- Material for this task

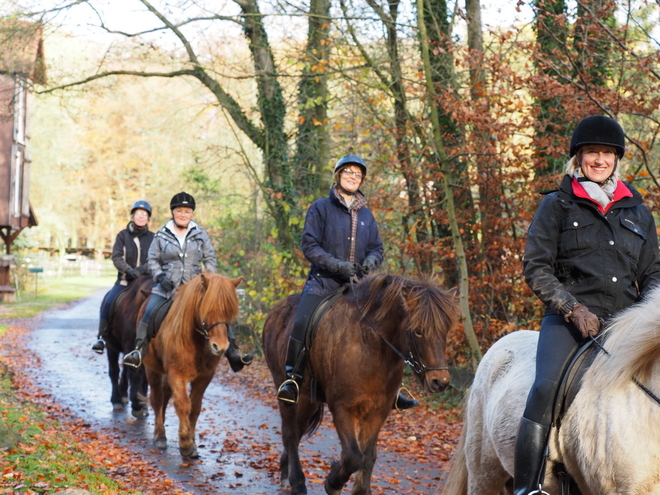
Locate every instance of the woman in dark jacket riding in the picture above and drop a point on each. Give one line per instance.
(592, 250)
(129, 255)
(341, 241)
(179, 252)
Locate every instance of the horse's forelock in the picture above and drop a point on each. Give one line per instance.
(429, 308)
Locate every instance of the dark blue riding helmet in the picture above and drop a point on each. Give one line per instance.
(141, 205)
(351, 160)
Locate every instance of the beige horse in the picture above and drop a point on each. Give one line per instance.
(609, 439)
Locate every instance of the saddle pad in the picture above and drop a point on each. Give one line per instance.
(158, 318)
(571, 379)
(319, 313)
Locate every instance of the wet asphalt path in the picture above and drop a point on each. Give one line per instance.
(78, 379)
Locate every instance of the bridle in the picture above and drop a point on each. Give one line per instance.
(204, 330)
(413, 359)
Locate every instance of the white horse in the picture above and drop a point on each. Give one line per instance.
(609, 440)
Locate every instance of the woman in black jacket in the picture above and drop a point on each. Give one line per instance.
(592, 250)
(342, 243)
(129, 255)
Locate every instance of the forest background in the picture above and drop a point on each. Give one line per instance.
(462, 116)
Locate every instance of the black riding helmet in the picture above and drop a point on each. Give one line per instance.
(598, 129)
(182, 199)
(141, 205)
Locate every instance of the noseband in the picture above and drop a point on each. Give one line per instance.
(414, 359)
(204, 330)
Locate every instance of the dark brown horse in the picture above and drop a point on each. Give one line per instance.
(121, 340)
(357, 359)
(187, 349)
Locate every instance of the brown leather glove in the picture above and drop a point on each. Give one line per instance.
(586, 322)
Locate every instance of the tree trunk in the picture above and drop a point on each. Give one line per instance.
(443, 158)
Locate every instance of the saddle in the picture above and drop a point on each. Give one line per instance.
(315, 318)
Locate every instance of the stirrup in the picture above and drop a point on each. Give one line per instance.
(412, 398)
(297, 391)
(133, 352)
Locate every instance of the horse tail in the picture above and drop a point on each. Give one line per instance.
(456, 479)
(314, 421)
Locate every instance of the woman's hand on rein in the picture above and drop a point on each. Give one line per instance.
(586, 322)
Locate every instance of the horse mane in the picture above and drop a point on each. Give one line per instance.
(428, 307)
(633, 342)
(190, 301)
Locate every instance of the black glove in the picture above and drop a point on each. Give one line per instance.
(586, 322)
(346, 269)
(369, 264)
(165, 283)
* * *
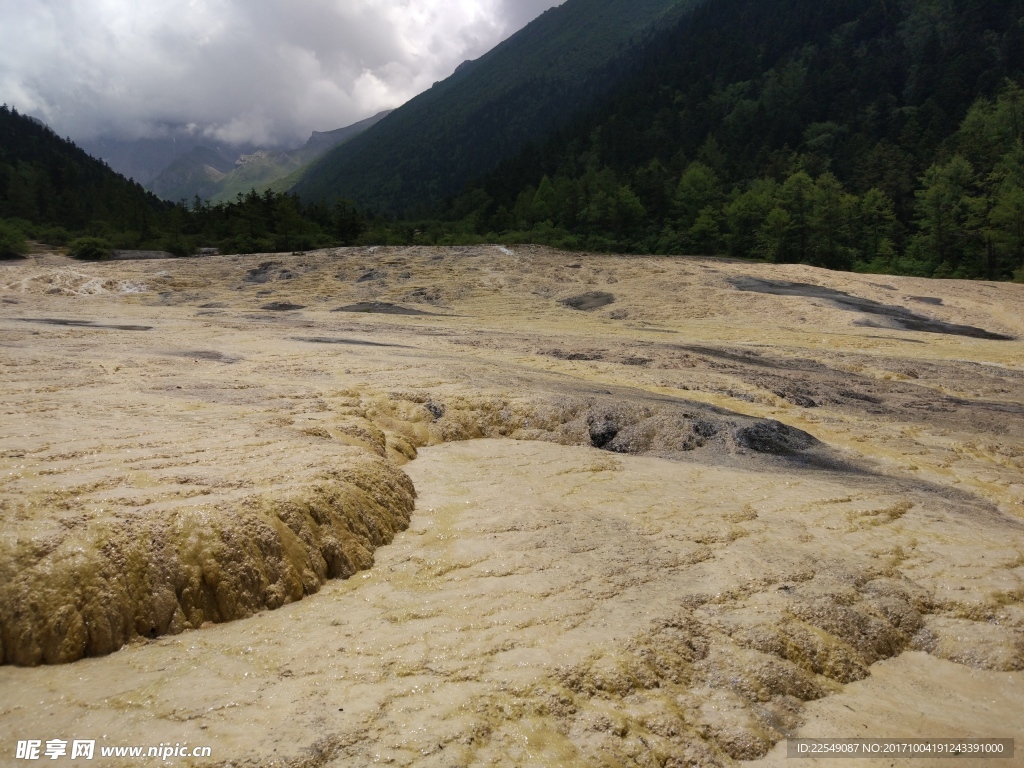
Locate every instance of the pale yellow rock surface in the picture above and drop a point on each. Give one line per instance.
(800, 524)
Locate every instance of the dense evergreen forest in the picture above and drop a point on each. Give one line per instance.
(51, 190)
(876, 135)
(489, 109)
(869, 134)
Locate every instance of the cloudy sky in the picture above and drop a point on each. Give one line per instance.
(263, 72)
--
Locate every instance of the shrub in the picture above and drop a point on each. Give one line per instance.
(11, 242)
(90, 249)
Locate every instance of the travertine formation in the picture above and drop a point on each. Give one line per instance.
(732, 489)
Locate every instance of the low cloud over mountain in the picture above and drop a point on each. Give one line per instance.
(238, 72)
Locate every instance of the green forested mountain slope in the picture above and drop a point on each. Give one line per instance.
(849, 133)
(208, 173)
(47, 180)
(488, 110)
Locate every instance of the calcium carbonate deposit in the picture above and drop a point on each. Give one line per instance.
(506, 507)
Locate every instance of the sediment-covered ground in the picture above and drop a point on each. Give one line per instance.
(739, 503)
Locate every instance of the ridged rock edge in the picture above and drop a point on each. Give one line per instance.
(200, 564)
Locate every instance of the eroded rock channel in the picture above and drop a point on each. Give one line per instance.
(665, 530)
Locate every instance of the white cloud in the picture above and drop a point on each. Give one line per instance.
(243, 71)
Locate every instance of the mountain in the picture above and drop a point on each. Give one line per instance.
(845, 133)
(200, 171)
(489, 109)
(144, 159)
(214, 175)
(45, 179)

- Given exercise
How many lines in the entries above contain the word "woman", with case counting? Reply with the number alone.

- Written reply
3